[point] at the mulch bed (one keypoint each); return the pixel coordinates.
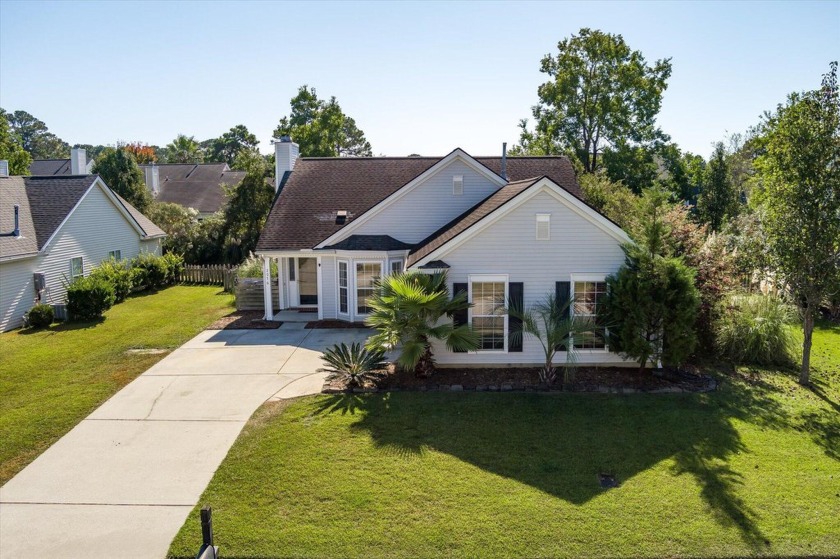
(619, 380)
(324, 324)
(244, 320)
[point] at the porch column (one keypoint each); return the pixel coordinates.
(281, 274)
(267, 303)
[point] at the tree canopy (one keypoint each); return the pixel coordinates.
(226, 147)
(118, 168)
(11, 149)
(36, 138)
(600, 93)
(321, 128)
(799, 173)
(184, 149)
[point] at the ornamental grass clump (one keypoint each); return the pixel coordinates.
(355, 366)
(755, 329)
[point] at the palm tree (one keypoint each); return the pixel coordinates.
(407, 310)
(550, 323)
(184, 149)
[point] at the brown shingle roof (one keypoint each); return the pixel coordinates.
(468, 219)
(304, 213)
(196, 186)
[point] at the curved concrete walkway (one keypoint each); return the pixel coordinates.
(122, 482)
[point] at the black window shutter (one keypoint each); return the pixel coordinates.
(459, 318)
(563, 292)
(516, 298)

WORK ITEM: The whole of the data above needs retyping exactly, with pictures omitted.

EXERCISE OUTPUT:
[point] at the mulch bed (one keypoint each); return the pixel coordinates.
(619, 380)
(324, 324)
(244, 320)
[point] at the porch column (one keypoint each); return the pixel coordinates.
(281, 274)
(267, 303)
[point] at the tree canopy (one keypoint each); return the pixel coordinates.
(226, 147)
(118, 168)
(11, 149)
(36, 138)
(600, 93)
(321, 128)
(799, 173)
(184, 149)
[point] at the ornamental grass clump (one keypoint each); return the pixel coordinates.
(355, 366)
(755, 329)
[point] at the palm tree (one keypoint each); return the pixel coordinates.
(407, 310)
(550, 323)
(184, 149)
[point] at the brown shingle roof (one keypoint each); return the pixel coordinates.
(468, 219)
(304, 213)
(196, 186)
[point] at the curved concrete walkway (one keypoint each); return the pixel coordinates.
(122, 482)
[point] at the black window shutter (one keypoint each); return the pixel coordinates.
(459, 318)
(563, 292)
(516, 298)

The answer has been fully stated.